* BEGIN Supplied information *

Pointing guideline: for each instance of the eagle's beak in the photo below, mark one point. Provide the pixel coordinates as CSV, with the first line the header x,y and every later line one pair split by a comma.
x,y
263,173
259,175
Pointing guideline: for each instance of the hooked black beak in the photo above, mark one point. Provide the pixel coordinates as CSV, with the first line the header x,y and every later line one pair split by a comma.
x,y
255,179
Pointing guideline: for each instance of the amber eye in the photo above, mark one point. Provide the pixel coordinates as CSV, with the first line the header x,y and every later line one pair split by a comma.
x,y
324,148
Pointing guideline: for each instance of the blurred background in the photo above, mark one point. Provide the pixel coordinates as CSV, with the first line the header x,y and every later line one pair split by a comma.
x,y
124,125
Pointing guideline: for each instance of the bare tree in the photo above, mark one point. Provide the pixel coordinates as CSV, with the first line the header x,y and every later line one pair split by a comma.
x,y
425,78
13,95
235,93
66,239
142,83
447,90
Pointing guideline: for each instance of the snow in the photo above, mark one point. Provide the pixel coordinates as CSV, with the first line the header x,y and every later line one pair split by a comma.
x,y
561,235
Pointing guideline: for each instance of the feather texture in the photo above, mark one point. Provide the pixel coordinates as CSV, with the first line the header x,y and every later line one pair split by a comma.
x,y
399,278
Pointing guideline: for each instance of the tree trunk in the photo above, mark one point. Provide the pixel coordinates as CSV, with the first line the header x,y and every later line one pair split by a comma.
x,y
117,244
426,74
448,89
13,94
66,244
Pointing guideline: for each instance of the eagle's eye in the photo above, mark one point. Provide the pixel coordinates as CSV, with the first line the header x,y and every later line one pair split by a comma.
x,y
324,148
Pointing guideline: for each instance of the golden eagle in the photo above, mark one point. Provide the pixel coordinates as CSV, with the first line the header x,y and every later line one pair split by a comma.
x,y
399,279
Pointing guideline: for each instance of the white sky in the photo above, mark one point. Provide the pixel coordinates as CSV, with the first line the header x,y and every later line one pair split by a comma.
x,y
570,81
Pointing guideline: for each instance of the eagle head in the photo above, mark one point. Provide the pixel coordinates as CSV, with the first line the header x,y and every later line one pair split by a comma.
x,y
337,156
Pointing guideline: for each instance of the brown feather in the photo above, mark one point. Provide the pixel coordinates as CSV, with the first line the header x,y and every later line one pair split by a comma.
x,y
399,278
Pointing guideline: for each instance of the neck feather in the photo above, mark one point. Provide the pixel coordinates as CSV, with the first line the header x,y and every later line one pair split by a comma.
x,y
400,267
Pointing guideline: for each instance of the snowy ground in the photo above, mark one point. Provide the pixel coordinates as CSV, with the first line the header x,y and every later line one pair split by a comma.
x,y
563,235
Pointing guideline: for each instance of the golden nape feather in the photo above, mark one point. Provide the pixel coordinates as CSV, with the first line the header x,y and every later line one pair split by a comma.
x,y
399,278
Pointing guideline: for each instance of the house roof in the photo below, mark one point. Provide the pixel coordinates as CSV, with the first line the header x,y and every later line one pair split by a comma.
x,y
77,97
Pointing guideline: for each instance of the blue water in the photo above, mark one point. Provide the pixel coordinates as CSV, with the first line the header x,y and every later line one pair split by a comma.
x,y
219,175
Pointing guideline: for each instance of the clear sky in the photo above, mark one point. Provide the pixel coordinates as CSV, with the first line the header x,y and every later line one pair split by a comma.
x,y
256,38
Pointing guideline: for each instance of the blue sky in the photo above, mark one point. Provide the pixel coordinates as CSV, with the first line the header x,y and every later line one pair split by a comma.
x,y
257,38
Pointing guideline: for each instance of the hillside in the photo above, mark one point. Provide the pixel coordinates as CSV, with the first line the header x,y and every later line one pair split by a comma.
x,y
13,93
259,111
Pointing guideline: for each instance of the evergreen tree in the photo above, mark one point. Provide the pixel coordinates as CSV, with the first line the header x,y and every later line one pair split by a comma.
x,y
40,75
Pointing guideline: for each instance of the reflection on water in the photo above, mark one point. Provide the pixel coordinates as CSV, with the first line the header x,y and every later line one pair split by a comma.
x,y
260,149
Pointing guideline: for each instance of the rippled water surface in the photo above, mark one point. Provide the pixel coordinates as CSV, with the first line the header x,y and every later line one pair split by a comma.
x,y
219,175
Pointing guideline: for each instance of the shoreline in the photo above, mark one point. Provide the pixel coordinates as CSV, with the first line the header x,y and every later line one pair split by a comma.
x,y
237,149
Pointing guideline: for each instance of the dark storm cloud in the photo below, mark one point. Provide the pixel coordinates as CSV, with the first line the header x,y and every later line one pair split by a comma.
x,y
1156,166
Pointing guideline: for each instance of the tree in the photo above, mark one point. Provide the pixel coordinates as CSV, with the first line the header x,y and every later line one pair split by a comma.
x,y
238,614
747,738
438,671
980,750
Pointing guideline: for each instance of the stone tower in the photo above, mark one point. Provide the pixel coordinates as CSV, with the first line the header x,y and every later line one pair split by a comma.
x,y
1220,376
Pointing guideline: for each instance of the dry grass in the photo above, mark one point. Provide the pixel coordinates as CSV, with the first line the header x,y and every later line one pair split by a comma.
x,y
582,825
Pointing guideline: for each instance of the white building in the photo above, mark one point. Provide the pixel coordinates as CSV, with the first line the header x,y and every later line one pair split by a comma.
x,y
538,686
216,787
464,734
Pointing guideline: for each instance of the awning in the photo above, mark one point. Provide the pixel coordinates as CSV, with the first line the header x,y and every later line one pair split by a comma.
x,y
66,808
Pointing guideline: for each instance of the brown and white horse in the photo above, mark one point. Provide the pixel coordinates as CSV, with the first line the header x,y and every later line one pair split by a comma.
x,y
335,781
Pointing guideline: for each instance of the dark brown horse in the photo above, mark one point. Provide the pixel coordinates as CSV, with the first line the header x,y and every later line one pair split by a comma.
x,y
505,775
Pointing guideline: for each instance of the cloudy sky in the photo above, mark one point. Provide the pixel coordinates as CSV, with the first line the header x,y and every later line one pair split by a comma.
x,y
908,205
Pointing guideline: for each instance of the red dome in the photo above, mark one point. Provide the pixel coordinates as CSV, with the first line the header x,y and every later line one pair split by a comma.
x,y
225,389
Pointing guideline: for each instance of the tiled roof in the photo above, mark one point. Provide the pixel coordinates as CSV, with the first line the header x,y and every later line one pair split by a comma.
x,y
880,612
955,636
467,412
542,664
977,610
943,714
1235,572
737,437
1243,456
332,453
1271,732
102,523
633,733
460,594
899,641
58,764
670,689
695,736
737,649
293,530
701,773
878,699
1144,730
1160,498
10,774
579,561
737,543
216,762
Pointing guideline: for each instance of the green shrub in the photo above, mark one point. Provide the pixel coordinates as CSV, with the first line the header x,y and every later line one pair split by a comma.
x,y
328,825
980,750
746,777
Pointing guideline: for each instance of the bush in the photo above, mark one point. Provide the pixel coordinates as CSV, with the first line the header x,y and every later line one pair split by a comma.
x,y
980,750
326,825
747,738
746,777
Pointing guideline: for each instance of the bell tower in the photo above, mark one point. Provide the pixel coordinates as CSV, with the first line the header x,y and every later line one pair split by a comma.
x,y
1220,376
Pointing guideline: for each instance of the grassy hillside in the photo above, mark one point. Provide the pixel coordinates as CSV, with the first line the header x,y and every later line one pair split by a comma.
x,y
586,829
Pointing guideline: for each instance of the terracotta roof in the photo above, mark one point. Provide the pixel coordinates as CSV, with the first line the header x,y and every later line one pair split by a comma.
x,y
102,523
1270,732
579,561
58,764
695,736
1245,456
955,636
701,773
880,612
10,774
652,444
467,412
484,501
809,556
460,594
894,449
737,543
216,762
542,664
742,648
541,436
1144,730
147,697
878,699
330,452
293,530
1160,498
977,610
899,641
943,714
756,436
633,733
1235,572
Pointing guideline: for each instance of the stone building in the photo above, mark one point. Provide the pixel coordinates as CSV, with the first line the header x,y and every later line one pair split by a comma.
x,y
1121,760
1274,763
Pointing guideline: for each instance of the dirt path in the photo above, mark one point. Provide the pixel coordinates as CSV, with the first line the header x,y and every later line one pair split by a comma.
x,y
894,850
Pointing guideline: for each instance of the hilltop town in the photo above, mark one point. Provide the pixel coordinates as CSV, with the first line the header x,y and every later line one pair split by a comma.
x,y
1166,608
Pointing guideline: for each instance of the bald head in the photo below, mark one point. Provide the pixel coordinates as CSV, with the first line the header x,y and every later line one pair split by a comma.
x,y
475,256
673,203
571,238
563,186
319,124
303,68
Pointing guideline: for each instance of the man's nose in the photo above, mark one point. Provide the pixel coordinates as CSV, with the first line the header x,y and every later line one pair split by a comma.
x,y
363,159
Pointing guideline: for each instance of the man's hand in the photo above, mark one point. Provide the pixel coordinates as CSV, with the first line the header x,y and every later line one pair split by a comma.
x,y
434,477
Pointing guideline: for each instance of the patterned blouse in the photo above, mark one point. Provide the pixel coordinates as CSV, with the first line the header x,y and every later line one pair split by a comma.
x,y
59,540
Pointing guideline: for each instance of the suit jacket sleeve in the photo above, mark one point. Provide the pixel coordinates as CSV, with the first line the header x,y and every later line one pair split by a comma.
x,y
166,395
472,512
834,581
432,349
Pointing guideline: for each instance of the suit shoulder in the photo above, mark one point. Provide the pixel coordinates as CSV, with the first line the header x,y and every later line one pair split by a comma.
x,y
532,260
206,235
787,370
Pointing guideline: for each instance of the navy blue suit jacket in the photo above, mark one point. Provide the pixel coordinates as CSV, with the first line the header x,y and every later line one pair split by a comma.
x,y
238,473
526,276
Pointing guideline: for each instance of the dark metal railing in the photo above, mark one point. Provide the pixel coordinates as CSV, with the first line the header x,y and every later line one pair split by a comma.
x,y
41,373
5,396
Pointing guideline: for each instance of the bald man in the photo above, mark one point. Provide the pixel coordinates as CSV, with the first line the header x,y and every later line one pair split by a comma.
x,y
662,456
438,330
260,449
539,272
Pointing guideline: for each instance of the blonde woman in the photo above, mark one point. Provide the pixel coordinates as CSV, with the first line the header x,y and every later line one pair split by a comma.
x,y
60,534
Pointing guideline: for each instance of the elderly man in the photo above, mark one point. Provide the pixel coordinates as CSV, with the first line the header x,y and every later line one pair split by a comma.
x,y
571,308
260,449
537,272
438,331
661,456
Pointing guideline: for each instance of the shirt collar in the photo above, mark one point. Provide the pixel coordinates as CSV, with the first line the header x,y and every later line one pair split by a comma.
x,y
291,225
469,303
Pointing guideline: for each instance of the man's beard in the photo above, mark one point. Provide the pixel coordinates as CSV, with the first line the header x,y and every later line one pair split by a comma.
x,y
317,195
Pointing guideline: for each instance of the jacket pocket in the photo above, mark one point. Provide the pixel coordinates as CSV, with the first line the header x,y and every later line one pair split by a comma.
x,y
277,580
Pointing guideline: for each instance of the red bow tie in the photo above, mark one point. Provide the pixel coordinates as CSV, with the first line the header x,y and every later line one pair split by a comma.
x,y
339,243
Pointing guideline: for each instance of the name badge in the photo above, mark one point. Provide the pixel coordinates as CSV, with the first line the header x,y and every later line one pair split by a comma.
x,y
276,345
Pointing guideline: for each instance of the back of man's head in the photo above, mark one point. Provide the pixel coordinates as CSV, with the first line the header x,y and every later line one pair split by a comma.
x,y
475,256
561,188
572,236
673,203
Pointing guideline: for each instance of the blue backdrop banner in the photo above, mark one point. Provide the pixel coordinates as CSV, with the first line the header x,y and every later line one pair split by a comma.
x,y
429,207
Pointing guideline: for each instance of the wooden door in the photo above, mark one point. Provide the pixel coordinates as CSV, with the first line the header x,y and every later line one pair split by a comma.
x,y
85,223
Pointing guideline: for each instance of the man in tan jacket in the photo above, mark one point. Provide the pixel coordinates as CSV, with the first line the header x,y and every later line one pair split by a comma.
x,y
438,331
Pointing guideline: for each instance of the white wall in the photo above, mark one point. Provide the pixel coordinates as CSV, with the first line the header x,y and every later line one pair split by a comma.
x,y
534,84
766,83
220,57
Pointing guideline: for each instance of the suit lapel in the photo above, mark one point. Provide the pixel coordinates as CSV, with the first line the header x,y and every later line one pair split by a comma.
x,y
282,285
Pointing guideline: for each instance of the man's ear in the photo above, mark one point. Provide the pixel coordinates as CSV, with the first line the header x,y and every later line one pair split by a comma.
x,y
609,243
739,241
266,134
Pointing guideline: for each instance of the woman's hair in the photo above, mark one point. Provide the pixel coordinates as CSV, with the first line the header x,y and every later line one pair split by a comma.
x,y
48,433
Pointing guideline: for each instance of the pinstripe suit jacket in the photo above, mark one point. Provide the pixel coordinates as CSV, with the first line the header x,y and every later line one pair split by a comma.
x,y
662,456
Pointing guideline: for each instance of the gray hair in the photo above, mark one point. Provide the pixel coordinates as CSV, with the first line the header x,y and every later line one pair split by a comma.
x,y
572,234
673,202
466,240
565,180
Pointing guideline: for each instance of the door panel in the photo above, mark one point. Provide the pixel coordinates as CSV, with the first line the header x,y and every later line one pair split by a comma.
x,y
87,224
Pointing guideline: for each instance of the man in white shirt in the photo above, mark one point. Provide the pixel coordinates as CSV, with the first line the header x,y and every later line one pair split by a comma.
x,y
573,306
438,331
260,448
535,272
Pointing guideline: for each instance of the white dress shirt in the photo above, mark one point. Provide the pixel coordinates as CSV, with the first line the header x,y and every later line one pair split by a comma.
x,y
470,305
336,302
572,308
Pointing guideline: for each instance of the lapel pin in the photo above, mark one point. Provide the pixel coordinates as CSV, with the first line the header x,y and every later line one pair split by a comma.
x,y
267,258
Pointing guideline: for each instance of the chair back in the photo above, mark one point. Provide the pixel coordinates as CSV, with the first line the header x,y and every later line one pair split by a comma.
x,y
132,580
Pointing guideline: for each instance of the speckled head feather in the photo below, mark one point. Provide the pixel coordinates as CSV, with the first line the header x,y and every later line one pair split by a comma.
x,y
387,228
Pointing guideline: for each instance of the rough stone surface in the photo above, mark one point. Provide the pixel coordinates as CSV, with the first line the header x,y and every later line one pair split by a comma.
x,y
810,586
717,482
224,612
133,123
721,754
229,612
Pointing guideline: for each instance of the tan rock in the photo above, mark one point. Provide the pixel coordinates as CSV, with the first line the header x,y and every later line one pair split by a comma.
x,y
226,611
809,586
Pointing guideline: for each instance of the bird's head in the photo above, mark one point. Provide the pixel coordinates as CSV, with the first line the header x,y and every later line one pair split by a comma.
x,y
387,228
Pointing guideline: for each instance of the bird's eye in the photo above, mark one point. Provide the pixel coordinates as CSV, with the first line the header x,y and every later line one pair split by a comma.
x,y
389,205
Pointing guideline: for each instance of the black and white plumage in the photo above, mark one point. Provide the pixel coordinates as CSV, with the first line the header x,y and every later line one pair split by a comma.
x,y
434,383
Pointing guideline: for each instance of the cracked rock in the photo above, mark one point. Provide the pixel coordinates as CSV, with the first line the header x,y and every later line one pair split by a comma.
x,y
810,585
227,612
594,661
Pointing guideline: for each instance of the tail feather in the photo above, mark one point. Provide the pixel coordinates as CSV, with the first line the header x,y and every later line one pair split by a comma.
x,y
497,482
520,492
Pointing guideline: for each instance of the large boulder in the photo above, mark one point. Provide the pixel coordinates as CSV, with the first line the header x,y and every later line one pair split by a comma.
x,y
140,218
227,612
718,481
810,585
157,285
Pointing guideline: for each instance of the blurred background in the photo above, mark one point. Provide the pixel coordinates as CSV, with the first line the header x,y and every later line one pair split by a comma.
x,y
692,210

* END Supplied information *

**The request:**
Starting with the line containing "Pointing guideline: for each instance of the tail" and continuing through the last line of the listing above, render each line as one string in a JSON list, leaving out any blank lines.

**Solution for this task:**
[
  "Pointing guideline: for each instance of the tail feather in the photo above, mark one point. Provide the pixel coordinates as CSV, with the first line the header x,y and every later line one pair split by a comma.",
  "x,y",
  "497,482",
  "520,492",
  "Pointing guideline: for each instance of the large boulder in the photo above, mark one point. Provide the pixel coordinates as CSV, with the first line the header x,y and every later line one pair split by a comma.",
  "x,y",
  "140,218",
  "227,612",
  "718,481",
  "810,585",
  "157,285",
  "Pointing guideline: for each instance of the blurred background in the photo above, mark one point. Provide the pixel coordinates as CSV, with the first line the header x,y and every later line one pair split by a comma.",
  "x,y",
  "692,210"
]